### Task directions
Please reproduce the rows below word for word, beginning at the very first line and stopping after the line that contains "positive clicks: (455, 472)".
──────── Supplied records
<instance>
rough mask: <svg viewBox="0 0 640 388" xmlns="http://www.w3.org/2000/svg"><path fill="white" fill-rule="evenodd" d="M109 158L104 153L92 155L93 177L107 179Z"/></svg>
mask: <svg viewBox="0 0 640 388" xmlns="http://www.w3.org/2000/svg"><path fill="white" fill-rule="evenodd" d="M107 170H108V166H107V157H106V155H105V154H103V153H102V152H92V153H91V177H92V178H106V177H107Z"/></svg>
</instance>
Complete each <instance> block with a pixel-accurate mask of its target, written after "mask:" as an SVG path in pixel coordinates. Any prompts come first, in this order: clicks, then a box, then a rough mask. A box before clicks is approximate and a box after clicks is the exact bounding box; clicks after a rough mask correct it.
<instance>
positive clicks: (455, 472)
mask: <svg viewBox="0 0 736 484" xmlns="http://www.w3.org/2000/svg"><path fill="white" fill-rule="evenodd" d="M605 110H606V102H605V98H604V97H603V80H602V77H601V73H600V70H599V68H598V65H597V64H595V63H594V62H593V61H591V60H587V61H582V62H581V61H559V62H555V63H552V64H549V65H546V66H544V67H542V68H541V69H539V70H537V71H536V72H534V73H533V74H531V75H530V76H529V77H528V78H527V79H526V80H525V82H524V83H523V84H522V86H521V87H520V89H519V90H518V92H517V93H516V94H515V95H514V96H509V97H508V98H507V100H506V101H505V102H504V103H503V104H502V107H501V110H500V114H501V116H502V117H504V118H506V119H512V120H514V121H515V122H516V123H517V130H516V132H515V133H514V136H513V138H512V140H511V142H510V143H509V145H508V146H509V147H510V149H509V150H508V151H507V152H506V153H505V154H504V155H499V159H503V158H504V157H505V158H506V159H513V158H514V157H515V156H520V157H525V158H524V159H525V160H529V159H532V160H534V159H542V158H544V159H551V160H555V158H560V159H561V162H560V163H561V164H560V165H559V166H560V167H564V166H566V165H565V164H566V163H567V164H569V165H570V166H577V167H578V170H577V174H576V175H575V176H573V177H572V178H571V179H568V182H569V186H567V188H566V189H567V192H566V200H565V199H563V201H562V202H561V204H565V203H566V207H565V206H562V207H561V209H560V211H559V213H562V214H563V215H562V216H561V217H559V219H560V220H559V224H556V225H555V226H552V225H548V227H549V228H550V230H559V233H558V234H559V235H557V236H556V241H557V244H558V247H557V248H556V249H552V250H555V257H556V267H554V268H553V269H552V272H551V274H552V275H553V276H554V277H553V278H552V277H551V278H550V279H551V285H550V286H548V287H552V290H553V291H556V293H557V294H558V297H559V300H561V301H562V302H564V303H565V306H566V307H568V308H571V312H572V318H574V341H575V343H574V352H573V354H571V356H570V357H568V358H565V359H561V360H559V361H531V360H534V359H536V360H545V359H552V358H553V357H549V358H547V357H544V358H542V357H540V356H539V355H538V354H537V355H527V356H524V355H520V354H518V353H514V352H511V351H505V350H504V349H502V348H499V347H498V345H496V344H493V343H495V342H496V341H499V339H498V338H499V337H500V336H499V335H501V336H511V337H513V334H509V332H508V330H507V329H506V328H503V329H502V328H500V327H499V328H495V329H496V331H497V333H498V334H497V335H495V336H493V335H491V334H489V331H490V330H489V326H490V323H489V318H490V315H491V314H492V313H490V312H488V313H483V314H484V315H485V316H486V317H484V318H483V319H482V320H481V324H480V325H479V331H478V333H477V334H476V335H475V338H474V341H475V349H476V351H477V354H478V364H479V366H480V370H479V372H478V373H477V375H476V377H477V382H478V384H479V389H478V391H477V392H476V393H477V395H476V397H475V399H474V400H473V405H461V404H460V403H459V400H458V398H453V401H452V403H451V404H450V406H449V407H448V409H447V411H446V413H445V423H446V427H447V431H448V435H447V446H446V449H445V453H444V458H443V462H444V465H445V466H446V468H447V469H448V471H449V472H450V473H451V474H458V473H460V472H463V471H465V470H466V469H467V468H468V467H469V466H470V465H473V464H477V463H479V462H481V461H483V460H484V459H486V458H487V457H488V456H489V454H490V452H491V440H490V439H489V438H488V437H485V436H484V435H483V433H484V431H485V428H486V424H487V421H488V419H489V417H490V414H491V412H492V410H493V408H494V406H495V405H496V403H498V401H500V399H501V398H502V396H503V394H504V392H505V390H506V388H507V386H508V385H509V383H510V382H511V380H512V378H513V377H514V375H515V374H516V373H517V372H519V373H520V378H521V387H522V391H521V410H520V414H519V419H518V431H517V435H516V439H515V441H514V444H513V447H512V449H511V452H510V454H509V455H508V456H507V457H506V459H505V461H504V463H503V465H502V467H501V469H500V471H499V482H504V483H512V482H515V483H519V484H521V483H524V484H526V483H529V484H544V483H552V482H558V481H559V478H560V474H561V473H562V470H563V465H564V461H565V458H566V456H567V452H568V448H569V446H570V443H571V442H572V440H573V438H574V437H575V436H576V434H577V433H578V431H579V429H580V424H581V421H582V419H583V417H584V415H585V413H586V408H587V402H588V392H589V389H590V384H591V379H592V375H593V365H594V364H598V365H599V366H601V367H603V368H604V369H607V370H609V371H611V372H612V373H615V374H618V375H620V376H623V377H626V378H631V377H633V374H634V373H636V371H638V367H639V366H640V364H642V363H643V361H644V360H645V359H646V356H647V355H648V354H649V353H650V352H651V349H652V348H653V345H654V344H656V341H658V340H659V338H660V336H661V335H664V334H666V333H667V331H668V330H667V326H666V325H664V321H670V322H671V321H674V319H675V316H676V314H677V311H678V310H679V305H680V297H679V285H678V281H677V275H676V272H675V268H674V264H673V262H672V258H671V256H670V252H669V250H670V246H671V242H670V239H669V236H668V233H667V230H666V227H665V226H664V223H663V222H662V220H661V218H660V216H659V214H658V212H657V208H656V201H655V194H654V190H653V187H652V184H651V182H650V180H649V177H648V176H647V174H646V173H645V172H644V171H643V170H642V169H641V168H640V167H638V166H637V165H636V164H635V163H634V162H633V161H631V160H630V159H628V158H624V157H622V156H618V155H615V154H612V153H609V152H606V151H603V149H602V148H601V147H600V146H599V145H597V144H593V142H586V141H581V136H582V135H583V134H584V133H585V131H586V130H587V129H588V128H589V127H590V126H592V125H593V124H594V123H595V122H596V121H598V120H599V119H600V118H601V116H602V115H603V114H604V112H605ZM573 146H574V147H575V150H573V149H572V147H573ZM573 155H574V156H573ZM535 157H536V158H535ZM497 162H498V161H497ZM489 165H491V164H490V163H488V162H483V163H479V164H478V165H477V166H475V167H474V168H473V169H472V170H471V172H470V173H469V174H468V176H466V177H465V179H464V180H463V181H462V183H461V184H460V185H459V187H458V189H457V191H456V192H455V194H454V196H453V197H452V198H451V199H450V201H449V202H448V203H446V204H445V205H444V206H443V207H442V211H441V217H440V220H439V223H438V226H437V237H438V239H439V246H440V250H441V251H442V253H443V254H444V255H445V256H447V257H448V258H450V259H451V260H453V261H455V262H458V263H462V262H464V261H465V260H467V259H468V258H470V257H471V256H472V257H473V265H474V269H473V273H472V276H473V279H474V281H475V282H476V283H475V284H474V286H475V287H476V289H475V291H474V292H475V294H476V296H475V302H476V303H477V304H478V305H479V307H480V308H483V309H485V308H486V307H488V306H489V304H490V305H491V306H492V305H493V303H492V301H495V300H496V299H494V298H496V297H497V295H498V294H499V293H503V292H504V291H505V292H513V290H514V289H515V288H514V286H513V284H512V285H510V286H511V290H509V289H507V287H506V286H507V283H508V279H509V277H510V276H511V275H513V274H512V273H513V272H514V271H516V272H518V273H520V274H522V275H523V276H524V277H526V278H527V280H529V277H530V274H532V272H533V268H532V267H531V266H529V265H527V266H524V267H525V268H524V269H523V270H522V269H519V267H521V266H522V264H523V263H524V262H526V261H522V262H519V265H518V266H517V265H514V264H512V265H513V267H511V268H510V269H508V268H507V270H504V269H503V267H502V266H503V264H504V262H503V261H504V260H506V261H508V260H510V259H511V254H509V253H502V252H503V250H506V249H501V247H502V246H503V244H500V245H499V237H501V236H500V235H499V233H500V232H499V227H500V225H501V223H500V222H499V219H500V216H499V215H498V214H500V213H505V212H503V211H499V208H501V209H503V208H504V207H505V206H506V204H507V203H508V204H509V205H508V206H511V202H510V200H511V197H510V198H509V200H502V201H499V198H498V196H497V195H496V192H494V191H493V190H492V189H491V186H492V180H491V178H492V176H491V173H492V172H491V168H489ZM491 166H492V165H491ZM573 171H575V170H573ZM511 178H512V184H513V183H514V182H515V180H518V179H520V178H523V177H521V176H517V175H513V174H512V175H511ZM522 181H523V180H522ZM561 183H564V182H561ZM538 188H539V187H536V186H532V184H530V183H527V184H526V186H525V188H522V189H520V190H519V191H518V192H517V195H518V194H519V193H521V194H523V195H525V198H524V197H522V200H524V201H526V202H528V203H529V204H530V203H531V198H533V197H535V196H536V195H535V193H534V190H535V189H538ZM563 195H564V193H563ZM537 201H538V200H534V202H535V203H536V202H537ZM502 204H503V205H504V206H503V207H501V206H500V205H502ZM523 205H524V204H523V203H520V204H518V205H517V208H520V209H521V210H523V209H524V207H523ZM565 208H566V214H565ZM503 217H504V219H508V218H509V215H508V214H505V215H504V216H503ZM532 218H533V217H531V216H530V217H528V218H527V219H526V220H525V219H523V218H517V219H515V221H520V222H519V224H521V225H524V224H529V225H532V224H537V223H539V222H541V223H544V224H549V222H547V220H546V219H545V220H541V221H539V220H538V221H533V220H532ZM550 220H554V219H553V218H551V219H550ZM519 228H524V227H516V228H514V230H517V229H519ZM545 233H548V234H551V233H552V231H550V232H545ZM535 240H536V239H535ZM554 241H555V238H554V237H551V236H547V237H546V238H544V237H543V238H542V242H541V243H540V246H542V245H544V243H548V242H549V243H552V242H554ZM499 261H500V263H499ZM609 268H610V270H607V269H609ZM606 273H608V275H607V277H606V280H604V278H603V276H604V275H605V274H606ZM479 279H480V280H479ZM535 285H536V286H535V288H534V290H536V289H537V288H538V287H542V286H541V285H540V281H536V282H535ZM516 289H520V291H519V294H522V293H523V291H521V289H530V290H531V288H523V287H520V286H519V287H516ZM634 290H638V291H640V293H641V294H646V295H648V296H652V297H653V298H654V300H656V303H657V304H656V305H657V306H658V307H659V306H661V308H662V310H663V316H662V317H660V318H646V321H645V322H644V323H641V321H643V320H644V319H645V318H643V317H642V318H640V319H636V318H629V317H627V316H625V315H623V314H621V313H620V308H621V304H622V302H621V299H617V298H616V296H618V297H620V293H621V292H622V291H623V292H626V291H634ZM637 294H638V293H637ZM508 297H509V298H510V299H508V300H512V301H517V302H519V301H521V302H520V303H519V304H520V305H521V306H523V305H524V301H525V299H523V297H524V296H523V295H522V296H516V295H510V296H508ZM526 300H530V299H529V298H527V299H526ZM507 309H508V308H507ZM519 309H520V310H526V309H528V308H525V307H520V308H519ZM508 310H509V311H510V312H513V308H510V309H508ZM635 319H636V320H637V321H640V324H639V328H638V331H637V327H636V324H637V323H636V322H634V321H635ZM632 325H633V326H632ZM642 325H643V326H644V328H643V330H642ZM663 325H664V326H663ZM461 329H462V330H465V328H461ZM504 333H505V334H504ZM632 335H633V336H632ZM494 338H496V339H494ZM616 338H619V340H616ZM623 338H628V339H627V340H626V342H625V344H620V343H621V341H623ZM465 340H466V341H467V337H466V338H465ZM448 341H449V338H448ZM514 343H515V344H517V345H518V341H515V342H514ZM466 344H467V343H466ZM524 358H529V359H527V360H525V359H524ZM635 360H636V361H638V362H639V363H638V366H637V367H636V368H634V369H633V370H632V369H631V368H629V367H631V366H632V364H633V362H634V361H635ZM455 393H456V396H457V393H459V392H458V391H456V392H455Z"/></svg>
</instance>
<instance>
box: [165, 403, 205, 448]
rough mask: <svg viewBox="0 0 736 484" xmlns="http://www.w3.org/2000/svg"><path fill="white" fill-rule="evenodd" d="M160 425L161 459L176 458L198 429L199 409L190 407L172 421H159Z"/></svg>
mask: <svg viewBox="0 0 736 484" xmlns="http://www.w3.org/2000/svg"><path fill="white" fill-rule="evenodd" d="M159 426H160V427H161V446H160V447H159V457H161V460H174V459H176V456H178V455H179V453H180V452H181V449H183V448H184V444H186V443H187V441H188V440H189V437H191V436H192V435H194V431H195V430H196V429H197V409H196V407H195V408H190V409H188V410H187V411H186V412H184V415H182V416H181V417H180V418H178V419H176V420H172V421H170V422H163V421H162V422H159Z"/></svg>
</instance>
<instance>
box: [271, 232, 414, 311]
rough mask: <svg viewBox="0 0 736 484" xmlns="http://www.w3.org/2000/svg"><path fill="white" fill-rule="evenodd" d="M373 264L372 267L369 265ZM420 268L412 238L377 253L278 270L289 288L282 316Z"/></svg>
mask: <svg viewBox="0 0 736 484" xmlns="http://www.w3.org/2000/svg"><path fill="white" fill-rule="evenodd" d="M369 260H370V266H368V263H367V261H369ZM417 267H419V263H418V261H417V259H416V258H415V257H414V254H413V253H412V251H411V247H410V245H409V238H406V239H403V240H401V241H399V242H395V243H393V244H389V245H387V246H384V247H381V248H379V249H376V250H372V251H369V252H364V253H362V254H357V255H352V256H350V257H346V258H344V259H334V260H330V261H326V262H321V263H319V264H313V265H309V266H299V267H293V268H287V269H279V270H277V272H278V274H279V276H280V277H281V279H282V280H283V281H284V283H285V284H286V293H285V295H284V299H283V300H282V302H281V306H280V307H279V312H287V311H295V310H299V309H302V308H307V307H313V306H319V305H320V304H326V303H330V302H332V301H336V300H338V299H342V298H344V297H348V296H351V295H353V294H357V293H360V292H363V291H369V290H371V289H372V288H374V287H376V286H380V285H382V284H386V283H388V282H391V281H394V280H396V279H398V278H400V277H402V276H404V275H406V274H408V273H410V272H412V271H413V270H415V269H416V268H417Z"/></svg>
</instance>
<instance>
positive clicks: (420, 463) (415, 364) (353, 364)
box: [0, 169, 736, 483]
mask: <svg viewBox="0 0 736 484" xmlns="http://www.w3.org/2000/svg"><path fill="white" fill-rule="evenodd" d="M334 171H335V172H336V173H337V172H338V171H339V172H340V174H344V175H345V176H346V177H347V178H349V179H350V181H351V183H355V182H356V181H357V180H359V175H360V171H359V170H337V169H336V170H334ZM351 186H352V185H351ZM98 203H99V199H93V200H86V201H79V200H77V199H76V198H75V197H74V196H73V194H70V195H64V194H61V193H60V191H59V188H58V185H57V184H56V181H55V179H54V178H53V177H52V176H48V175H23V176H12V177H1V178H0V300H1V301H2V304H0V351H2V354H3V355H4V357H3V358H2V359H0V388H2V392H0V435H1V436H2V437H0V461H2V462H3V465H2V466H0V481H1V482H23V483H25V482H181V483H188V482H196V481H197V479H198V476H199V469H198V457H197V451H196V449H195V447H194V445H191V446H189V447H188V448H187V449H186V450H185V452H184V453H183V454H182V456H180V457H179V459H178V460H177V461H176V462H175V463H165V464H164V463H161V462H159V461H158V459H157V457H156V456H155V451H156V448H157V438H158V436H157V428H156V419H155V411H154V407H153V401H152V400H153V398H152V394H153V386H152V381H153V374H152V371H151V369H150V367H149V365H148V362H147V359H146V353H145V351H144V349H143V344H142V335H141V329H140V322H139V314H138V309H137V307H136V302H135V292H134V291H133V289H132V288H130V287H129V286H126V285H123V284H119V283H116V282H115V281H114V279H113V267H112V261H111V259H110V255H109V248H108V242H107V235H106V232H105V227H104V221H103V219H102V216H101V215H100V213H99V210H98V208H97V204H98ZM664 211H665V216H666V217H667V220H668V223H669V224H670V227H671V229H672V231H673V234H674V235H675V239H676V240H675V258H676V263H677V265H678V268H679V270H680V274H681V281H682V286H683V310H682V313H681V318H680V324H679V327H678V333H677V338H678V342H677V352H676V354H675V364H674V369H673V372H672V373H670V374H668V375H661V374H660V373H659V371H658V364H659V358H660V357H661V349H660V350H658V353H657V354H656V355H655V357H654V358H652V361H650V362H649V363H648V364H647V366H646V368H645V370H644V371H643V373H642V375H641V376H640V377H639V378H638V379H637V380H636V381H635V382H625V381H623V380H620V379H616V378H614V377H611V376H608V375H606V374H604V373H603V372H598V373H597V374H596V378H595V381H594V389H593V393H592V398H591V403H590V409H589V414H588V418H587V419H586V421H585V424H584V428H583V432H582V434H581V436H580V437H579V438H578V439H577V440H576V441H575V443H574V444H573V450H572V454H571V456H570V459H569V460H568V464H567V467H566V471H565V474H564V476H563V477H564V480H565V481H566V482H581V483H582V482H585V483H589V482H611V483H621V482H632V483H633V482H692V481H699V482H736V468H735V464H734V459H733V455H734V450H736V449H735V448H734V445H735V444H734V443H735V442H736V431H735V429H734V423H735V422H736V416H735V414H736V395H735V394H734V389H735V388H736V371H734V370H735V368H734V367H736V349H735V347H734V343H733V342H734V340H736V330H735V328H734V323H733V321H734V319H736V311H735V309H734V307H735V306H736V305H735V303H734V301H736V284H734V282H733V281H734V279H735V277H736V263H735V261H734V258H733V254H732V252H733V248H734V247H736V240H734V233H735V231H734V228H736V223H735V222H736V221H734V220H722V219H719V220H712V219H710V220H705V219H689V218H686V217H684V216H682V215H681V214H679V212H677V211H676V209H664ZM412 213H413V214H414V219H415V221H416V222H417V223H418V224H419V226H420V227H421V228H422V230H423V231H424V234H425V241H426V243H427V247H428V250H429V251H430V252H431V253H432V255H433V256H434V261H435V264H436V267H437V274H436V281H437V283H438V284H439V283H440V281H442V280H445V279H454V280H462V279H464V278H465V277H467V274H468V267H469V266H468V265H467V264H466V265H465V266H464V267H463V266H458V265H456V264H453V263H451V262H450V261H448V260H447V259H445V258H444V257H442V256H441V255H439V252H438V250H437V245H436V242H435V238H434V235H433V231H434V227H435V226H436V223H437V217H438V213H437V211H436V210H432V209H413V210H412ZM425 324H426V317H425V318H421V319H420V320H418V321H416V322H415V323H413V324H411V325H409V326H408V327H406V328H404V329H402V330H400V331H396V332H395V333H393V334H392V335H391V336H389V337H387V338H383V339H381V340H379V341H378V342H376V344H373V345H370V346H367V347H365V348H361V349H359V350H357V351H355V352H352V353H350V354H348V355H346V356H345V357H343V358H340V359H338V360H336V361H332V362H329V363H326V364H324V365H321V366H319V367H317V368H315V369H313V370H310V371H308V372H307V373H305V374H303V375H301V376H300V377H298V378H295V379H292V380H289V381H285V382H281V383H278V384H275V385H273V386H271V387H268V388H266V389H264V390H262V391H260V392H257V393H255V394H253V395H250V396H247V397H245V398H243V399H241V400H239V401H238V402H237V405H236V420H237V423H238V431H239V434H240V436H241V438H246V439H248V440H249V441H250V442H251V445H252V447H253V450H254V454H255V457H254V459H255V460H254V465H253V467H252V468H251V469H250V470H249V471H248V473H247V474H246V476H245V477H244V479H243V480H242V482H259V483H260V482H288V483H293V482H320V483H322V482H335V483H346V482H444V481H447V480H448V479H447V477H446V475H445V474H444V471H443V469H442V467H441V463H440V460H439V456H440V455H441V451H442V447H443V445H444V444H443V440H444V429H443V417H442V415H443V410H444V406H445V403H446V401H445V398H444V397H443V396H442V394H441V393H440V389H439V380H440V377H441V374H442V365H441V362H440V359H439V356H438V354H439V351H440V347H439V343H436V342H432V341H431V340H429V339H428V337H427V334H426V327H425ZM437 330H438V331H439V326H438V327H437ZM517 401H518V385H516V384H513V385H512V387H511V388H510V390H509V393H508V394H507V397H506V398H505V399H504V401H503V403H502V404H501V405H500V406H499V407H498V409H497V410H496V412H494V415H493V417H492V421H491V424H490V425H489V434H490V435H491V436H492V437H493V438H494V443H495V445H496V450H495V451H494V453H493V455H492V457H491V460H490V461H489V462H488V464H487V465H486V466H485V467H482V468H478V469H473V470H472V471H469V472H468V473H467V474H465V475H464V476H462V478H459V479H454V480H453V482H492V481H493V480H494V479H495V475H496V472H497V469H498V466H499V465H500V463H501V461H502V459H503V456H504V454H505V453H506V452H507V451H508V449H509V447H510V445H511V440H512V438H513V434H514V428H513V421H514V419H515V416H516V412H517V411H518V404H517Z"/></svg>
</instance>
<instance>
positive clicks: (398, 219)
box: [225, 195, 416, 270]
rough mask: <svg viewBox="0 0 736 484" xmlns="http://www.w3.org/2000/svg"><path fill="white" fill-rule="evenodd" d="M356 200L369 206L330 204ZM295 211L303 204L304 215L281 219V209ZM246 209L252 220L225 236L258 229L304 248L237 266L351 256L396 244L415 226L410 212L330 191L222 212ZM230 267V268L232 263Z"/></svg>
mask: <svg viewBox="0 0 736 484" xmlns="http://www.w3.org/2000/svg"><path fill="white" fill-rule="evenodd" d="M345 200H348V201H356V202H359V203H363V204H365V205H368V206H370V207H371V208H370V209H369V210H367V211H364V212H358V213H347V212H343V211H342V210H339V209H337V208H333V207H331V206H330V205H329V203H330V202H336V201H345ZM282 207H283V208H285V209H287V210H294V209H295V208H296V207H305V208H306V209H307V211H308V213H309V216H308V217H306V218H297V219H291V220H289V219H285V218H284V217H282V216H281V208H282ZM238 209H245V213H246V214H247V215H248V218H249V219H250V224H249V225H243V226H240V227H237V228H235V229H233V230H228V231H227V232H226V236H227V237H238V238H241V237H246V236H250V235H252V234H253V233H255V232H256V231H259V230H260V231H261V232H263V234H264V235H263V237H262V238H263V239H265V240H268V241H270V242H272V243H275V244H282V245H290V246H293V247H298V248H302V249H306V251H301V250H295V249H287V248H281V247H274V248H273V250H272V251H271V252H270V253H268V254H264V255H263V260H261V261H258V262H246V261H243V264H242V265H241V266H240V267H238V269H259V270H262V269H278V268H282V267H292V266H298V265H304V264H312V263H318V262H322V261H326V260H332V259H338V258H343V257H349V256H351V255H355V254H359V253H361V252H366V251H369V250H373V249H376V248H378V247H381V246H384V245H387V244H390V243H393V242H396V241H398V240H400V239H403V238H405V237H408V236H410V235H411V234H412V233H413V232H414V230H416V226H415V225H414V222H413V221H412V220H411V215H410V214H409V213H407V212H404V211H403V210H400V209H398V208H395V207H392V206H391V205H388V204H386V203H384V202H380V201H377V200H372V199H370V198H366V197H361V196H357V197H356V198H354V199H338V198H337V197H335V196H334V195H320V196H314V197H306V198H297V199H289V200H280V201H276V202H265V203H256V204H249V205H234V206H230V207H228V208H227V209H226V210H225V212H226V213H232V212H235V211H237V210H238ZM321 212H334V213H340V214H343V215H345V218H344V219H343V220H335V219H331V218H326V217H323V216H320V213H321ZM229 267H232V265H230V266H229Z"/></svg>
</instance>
────────────────
### Your response
<instance>
rough mask: <svg viewBox="0 0 640 388" xmlns="http://www.w3.org/2000/svg"><path fill="white" fill-rule="evenodd" d="M109 158L104 153L92 155L93 177L107 179Z"/></svg>
mask: <svg viewBox="0 0 640 388" xmlns="http://www.w3.org/2000/svg"><path fill="white" fill-rule="evenodd" d="M107 170H108V166H107V157H106V155H105V154H103V153H102V152H92V153H91V177H92V178H106V177H107Z"/></svg>
</instance>
Complete each <instance> block with a pixel-accurate mask of its target, written after "mask:" as an SVG path in pixel coordinates. Any prompts come first, in this order: clicks, then a box, then a rough mask. A box before clicks is approximate and a box after clicks is the exact bounding box; clicks after a rough mask correct it.
<instance>
positive clicks: (455, 472)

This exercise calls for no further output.